## SELECTED EXTRACT
>>>>
<h1> Lecture 24A

Data Science 8, Summer 2021 </h1>

In [None]:
from datascience import *
import numpy as np
import warnings
warnings.filterwarnings("ignore")

%matplotlib inline
import matplotlib.pyplot as plots
plots.style.use('fivethirtyeight')
plots.rcParams["patch.force_edgecolor"] = True

#The following allows porting images into a Markdown window
#Syntax: ![title](image_name.png)
from IPython.display import Image

<h2> Central Limit Theorem </h2>

In [None]:
united = Table.read_table('united.csv')
united_bins = np.arange(-20, 301, 10)
united

In [None]:
united.hist('Delay', bins=united_bins)

Compute the Median, Mean, and Standard Deviation of the Delays

In [None]:
delays = united.column('Delay')
delay_median = percentile(50, delays)
delay_mean = np.mean(delays)
delay_sd = np.std(delays)
print('Median Delay:', np.round(delay_median,2))
print('Mean Delay:', np.round(delay_mean,2))
print('Delay Standard Deviation:', np.round(delay_sd,2))

Assume that we don't have practical access to the complete data. We'll only sample the data. 

Let's generate a sample of flights and find the mean delay in that sample (which we'll call the sample mean). The Sample Mean is an estimate of the population mean (i.e., true mean flight delay of all flights).

In [None]:
def one_sample_mean(sample_size):
    """ 
    Takes a sample from the population of flights 
    and computes its mean
    """
    # Recall that the "sample" method without an 
    # argument performs the sampling with replacement
    sampled_flights = united.sample(sample_size)
    return np.mean(sampled_flights.column('Delay'))

Run the function `one_sample_mean` several times:

In [None]:
one_sample_mean(400)

Slides: Distribution of sample mean

<h3>Question: How many possible random samples are there?</h3>

<h4>In how many possible ways can we draw a sample of size <tt>sample_size=100</tt> from the data set?
</h4>

Total number of flights in our data set (total population size):

In [None]:
united.num_rows

For each flight we draw, we have 100 possibilities (recall that we sample with replacement):

In [None]:
# How many possible sample means are there?
united.num_rows ** 100

<h4>How many random samples can we get of size <tt>sample_size=400</tt>?</h4>

In [None]:
# How many possible sample means are there?
united.num_rows ** 400

Far too many samples to enumerate them all!  So while there *is* a well-defined distribution given by all possible sample means from all samples, it is too hard to compute it exactly.  Instead, we approximate this distribution by drawing 10,000 samples from it (which is much smaller than the ridiculous number above!).  We then draw the histogram of the sample means of those 10,000 samples.

In particular, to understand the variability of the Sample Mean, let's
1. run a large number of trials; that is, take a large number of samples of identical size (e.g., sample_size=400)
<<<<
## RECORD LIST
>>>>
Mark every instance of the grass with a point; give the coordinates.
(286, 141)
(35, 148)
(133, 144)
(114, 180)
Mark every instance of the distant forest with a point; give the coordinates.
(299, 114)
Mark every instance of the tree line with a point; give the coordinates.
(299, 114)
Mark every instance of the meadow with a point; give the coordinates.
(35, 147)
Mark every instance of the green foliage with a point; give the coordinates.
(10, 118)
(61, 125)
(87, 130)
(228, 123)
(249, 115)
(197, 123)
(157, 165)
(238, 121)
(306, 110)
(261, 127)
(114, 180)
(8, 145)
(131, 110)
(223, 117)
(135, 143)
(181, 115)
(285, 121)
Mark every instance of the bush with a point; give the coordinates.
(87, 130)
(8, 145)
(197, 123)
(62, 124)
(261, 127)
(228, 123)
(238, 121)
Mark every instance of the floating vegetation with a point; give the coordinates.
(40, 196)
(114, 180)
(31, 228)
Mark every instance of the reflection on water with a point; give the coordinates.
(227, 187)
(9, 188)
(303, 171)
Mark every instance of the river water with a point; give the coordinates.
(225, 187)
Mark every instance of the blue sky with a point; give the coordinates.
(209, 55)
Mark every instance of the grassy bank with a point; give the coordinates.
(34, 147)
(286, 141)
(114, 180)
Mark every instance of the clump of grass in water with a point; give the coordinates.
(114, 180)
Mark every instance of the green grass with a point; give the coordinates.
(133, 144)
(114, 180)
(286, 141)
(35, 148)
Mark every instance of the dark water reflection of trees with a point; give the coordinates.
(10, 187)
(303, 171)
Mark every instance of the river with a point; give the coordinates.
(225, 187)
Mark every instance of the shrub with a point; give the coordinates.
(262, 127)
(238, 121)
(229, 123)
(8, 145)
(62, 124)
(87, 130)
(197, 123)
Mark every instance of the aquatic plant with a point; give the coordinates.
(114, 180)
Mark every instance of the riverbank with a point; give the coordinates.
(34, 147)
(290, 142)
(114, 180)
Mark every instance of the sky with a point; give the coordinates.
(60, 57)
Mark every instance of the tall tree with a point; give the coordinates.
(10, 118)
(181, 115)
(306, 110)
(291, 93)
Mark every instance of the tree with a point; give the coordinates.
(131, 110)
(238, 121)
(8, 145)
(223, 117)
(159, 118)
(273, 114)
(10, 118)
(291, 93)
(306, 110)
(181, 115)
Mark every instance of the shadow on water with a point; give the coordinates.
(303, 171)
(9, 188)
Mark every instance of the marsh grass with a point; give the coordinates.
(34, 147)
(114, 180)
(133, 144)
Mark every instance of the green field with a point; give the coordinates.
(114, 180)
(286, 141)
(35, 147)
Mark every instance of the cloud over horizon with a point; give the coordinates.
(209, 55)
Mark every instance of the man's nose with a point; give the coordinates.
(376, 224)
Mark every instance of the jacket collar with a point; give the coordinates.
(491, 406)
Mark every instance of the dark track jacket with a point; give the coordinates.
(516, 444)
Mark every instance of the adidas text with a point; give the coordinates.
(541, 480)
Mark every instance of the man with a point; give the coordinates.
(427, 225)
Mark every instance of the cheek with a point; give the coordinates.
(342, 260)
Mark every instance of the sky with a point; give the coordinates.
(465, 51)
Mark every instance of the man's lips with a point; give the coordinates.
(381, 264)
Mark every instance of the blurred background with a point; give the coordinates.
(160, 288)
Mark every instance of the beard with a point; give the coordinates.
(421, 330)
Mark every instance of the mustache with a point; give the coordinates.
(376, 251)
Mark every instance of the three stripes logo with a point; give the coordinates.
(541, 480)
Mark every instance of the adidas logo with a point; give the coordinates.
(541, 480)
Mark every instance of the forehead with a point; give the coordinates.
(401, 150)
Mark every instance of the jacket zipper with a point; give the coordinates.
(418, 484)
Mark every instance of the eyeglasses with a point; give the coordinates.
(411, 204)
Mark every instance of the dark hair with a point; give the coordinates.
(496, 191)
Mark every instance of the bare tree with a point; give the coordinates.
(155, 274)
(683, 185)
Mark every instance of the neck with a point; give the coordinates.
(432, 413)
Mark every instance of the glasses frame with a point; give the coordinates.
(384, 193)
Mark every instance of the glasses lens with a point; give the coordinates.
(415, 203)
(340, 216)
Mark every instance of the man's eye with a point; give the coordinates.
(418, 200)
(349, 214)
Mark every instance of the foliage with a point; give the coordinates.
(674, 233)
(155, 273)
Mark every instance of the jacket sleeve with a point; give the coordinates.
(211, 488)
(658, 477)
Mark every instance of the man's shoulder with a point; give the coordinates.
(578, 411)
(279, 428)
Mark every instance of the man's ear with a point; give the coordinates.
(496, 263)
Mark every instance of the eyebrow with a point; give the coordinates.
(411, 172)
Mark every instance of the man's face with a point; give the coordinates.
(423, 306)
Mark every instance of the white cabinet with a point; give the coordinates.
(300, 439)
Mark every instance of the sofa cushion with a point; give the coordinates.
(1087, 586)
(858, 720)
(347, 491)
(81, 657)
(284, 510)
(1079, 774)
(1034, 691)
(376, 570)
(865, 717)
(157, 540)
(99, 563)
<<<<
## WRITTEN TASK 1
In the Central Limit Theorem lecture notebook, why does the author approximate the distribution of sample means with 10,000 samples instead of computing it exactly?
## WRITTEN TASK 2
Pick up the Central Limit Theorem lecture notebook after its final line and write the next part.

## TASK OUTPUT 1
There are far too many possible samples to list them all: the number of flights raised to the power of the sample size, as in `united.num_rows ** 400`. This makes the exact distribution of all sample means too hard to compute. Drawing 10,000 samples, a far smaller number, gives an approximation, and the histogram of their sample means stands in for the full distribution.

## TASK OUTPUT 2
2. compute the mean of each sample (called the "Sample Mean")
3. observe the distribution of these sample means.

Run a large number of trials and compute the mean of each sample

In [None]:
def many_sample_means(sample_size,num_simulations):
    """Approximate the distribution of the sample mean"""
    means = make_array()
    for i in np.arange(num_simulations):
        mean = one_sample_mean(sample_size)
        means = np.append(means, mean)
    return means

Let's look at a sample size = 100 with 10000 replications

In [None]:
sample_means_100_10000 = many_sample_means(100,10000)

In [None]:
sample_means_100_10000

In [None]:
len(sample_means_100_10000)

In [None]:
sample_means_100_10000_table = Table().with_column(
    'Mean of 100 flight delays', sample_means_100_10000)

sample_means_100_10000_table.hist(bins=20)

print('Population Mean:', np.round(delay_mean,2))
print('Sample Mean:', np.round(np.mean(sample_means_100_10000),2))

<h3>Now let's look at the distribution's dependence on sample size.</h3>
    
What if each sample population contains 400 flights?

In [None]:
sample_means_400_10000 = many_sample_means(400,10000)
sample_means_400_10000_table = Table().with_column(
    'Mean of 400 flight delays', sample_means_400_10000)

sample_means_400_10000_table.hist(bins=20)
print('Population Average:', np.round(delay_mean,2))
print('Sample Mean:', np.round(np.mean(sample_means_400_10000),2))

Now do the same with a sample size of 900 flights.

In [None]:
sample_means_900_10000 = many_sample_means(900,10000)
sample_means_900_10000_table = Table().with_column(
    'Mean of 900 flight delays', sample_means_900_10000).hist(bins=20)

print('Population Average:', np.round(delay_mean,2))
print('Sample Mean:', np.round(np.mean(sample_means_900_10000),2))

In [None]:
sample_means_100_400_900_table = Table().with_columns(
    'Mean of 100 flight delays', sample_means_100_10000,
    'Mean of 400 flight delays', sample_means_400_10000)#,
    #'Mean of 900 flight delays', sample_means_900_10000)
sample_means_100_400_900_table

<h4>For comparison, superimpose the histograms for sample sizes 100, 400, and 900:</h4>

In [None]:
sample_means_100_400_900_table.hist(bins=20)

Let's interpret the picture above?
Think in terms of "center of mass" and spread.
Where is our mean?
What does this tell you about the effect of increasing the sample size?

Slides: specifying distribution

<h3>Quantifying the effect of sample size on spread:</h3>

In [None]:
sample_size = 100
print("Sample size: ", sample_size)
print("Population mean:", delay_mean)
print("Average of sample means: ", np.mean(sample_means_100_10000))
print("Population SD:", delay_sd)
print("SD of sample means:", np.std(sample_means_100_10000))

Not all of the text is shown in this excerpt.